Exercise material -
━━━━━━━━━━━━━━━━

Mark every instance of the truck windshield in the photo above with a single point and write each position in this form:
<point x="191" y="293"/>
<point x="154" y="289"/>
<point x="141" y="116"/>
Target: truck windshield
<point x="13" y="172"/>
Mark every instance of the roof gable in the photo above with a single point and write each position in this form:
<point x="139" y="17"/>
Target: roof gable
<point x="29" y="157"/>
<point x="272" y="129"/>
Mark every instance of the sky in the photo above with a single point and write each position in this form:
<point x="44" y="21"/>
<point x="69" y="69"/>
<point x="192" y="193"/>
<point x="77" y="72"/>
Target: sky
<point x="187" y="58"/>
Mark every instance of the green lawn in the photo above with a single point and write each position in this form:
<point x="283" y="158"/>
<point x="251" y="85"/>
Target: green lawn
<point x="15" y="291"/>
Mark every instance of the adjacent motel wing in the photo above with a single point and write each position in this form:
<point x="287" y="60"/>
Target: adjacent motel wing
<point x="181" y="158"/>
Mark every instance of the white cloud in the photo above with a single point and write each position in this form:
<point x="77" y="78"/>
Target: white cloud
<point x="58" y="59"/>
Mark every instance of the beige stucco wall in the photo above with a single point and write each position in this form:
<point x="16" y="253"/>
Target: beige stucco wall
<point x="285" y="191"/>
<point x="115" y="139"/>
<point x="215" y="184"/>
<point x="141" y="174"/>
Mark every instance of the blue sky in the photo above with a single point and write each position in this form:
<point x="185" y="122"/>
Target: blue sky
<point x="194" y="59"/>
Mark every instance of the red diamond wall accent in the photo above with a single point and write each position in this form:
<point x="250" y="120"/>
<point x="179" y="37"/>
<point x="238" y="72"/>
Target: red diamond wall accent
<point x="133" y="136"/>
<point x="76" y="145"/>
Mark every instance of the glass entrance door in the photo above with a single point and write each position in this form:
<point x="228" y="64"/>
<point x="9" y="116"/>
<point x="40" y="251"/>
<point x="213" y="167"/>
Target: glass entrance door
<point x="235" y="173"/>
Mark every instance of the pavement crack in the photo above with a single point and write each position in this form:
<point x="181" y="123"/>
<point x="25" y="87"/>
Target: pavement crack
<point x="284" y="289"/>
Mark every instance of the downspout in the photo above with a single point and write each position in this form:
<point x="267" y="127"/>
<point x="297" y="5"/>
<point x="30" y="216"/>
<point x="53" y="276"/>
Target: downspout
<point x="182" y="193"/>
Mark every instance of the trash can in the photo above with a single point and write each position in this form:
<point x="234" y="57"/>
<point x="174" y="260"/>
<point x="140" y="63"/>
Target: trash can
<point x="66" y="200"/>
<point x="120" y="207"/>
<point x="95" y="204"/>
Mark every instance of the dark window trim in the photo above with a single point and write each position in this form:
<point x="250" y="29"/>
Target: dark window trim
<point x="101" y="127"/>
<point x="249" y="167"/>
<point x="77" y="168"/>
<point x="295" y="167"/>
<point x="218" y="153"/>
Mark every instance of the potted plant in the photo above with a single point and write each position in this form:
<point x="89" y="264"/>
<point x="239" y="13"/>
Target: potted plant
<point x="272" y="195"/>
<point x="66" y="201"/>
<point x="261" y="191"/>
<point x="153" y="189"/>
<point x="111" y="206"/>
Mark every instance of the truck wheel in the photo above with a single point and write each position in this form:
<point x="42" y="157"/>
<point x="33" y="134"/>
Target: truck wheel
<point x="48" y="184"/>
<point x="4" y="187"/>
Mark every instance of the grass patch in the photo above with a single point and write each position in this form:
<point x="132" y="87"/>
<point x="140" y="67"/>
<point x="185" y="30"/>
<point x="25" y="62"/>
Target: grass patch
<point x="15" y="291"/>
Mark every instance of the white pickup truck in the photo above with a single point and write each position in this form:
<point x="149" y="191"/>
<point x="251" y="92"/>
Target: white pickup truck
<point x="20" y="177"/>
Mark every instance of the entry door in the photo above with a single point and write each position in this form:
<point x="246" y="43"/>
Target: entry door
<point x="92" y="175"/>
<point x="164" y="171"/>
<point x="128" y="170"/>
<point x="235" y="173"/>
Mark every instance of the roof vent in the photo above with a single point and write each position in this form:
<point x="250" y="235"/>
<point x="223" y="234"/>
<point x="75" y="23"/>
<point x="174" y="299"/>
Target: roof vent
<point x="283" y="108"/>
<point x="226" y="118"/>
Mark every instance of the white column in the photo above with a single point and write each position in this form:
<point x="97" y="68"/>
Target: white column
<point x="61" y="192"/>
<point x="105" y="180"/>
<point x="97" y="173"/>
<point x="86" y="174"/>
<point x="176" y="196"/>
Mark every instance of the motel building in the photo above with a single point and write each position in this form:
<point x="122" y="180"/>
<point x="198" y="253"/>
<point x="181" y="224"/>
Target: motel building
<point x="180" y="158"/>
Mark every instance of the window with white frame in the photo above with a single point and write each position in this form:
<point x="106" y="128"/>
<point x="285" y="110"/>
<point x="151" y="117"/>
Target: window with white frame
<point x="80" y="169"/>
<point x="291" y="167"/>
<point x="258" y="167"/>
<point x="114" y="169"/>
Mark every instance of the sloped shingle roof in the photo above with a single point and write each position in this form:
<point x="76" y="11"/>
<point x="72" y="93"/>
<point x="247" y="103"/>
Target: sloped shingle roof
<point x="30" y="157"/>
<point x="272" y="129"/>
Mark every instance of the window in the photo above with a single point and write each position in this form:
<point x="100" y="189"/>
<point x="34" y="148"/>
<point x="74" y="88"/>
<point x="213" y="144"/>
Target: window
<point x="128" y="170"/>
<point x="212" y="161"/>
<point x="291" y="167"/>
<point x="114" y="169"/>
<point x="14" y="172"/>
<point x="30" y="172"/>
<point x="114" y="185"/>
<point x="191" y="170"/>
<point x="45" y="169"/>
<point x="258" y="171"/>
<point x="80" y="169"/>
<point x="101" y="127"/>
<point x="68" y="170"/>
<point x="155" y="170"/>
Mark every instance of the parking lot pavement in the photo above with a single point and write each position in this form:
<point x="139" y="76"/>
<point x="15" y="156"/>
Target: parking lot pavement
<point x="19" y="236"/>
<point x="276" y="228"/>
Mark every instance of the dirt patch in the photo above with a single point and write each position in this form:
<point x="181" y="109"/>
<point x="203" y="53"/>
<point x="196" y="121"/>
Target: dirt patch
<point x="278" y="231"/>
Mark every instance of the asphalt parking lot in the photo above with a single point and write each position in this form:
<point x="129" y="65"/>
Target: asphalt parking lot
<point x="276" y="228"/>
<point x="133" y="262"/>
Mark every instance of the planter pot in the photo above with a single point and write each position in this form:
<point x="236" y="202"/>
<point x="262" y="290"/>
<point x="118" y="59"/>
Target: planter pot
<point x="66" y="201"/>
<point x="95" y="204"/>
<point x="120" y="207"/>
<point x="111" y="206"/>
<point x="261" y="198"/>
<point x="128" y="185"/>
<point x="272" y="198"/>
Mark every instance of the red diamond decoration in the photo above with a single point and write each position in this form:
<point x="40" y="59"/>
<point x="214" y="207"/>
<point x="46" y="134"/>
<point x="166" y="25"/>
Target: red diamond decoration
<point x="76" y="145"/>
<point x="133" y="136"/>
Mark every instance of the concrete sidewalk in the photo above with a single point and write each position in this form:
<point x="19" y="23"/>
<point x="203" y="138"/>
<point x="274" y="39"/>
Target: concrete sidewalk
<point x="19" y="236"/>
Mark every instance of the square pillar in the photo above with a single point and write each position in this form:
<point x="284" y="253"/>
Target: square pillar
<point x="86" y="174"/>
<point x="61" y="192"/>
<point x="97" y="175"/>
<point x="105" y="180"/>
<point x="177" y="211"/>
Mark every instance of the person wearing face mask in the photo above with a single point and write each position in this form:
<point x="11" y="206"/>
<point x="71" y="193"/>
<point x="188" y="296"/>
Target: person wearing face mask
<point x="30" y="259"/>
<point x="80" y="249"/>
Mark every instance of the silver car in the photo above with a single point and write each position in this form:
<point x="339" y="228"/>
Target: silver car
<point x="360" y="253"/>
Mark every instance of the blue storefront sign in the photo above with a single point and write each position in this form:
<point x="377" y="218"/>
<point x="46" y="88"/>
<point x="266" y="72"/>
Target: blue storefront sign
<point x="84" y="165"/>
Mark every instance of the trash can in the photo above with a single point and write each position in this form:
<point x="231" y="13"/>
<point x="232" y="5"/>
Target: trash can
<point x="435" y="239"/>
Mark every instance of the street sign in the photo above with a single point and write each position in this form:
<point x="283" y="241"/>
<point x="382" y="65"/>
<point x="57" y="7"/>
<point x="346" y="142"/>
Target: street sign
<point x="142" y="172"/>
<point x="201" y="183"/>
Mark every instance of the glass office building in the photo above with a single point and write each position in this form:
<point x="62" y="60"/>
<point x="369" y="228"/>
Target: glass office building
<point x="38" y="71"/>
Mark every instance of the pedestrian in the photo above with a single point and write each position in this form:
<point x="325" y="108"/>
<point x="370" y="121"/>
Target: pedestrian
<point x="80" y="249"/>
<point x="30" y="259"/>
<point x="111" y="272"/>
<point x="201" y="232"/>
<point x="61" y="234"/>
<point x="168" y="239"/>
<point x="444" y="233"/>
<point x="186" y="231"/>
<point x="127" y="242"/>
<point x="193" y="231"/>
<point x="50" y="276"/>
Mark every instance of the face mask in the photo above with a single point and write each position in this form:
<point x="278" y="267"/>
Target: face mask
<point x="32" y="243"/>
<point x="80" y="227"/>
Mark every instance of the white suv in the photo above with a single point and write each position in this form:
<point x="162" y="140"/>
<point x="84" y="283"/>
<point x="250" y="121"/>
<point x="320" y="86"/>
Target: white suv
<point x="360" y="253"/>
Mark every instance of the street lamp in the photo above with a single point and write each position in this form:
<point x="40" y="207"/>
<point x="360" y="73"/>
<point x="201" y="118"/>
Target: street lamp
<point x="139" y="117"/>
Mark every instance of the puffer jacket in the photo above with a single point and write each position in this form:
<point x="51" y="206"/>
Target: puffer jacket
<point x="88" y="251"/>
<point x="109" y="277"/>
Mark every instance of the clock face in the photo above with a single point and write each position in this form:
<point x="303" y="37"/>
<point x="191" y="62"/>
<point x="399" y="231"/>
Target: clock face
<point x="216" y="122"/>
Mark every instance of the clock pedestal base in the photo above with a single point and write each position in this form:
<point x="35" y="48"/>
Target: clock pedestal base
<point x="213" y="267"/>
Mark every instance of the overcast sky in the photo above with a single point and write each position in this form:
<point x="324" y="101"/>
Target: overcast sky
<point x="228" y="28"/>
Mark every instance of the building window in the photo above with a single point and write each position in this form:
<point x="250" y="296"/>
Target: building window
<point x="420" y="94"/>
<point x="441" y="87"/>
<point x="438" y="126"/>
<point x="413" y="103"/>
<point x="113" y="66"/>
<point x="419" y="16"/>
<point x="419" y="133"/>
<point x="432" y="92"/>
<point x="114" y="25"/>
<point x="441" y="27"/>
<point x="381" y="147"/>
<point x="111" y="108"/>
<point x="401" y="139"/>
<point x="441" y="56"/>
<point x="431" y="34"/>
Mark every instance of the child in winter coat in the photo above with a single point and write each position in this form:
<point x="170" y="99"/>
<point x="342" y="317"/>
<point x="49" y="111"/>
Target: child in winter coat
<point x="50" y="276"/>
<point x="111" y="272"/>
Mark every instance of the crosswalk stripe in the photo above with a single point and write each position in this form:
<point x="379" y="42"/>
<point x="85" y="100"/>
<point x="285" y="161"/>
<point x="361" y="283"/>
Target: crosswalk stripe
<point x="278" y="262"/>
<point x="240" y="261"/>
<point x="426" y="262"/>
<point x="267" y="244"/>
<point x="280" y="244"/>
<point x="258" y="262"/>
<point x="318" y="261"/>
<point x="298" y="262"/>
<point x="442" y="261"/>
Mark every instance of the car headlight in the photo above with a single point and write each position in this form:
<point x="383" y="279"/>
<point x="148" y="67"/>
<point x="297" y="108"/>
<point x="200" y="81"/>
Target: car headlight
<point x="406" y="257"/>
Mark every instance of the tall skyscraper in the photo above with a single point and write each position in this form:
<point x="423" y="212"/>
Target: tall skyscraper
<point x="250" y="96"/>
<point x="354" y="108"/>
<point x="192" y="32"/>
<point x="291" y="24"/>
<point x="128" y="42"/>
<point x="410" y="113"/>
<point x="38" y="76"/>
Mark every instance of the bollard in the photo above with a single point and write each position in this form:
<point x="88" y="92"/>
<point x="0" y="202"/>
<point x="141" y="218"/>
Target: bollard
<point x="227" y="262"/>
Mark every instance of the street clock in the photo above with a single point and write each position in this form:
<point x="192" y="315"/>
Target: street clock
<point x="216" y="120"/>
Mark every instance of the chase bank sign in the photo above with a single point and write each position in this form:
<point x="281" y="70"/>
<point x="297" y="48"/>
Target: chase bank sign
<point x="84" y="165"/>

━━━━━━━━━━━━━━━━

Exercise prompt - Everything starting at the line containing "Target: tall skyscraper" and ending at the line containing "Mark every instance of the street clock" in the records above should be repeated exactly, and only that.

Expected answer -
Target: tall skyscraper
<point x="250" y="96"/>
<point x="354" y="108"/>
<point x="192" y="32"/>
<point x="291" y="24"/>
<point x="128" y="42"/>
<point x="410" y="113"/>
<point x="38" y="76"/>
Mark every instance of the bollard in the photo above with a single point and write each position in this form:
<point x="88" y="92"/>
<point x="0" y="202"/>
<point x="141" y="218"/>
Target: bollard
<point x="227" y="262"/>
Mark every instance of the street clock in the photo above with a single point and write each position in this form:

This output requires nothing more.